■ 課題 1 ■
落語「三軒長屋」の文章で、妾が隣に住んでいると言っているのは誰ですか。
■ 課題 2 ■
落語「三軒長屋」の文章を、最後の台詞の後から書き継いでください。

■ ページ抜粋 ■
•••••

断腸亭料理日記2019

断腸亭落語案内 その24 志ん生・三軒長屋

引き続き、志ん生師「三軒長屋」。

鳶頭(かしら)のところの若い者(もん)から、妾の女中やら、
伊勢勘の親父もからかわれている。

妾「だって旦那、我慢できやしませんよ。
  隣は剣術の先生でしょ。もうこの頃は、夜稽古まで始まって
  「おめーん。お小手ー。ヤー。」こっちにドシーンとぶつかって、
  こっちじゃ、酔っ払って「さー殺せ!さー殺せ!」ドシーン。
  喧嘩と剣術の間にはさまって、こっちゃぁ、のぼせちゃいますよ。」
伊「我慢してろよー、すこーしはよー。仕方がねえじゃねぇかよー。」

鳶頭の二階

A「おーう。こっちもっと酒ぇ〜」

•••••

■ 提供情報 ■
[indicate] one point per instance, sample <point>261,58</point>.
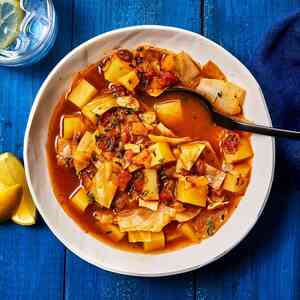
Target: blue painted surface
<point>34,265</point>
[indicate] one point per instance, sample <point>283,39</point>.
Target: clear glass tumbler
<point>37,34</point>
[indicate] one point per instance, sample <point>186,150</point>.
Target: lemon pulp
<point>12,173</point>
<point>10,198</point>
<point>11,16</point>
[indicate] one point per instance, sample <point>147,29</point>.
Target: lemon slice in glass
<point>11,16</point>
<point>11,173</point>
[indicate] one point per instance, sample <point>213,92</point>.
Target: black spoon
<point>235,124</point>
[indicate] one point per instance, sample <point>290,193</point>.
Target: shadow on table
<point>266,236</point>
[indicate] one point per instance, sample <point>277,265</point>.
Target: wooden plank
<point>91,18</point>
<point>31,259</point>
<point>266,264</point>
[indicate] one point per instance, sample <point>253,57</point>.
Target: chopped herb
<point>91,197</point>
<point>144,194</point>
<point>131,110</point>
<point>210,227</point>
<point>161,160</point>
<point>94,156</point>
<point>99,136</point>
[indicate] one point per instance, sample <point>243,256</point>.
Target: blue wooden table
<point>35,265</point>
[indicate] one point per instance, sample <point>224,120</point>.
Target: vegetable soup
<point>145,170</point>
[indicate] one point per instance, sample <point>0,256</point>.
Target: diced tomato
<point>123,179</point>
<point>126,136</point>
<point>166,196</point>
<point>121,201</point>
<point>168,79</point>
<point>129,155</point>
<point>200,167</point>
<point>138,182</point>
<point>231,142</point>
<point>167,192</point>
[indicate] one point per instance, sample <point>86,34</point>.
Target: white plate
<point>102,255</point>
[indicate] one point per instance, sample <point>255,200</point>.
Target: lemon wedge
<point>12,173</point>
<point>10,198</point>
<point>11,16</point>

•••••

■ 解答 1 ■
剣術の先生です。

■ 解答 2 ■
B「野郎同士じゃどうも具合がわるいじゃねえかなー
  女の子を、一つ、引き寄せようじゃねえか。チャカチャン、、
  なんてなことになろうじゃねえか。」
C「おぅ、おぅ、おぅ!。ここぁ、料理やじゃねえよ。鳶頭の二階だよ。
  姐(あね)さんに無理に頼んだんじゃねえか。だめだよ。
  よしねーぇ。」
B「よしねー、って、なぁーんだよ。やに、お前ぇ、俺に逆らいやがんなぁ
  なにいってやがんでぇー。」
C「なんだい!」
B「なんだいとは、なんだー!」
C「手前なんぞ、俺にそんなこといえた義理じぇねーぞ!
  今、大きなツラァしてやががるけど、三年前(めえ)のこと忘れたか!」
B「三年前、どうしたい?」
C「三年前どうしたー?、忘れやがったか、こん畜生め。
  やい!。俺のいうことよく聞け!。

(ここから獅子舞の件(くだり)になる。まさに枝葉の枝葉。
 志ん生師のリズミカルな語り口が、珍しい。珍しいが聞き所である。)

  三年前の暮れの二十八日だ。
  ぴゅー〜〜〜〜〜っと、北風とともに俺んとこへ、入(へえ)って
  きたのが、手前(てめえ)だ。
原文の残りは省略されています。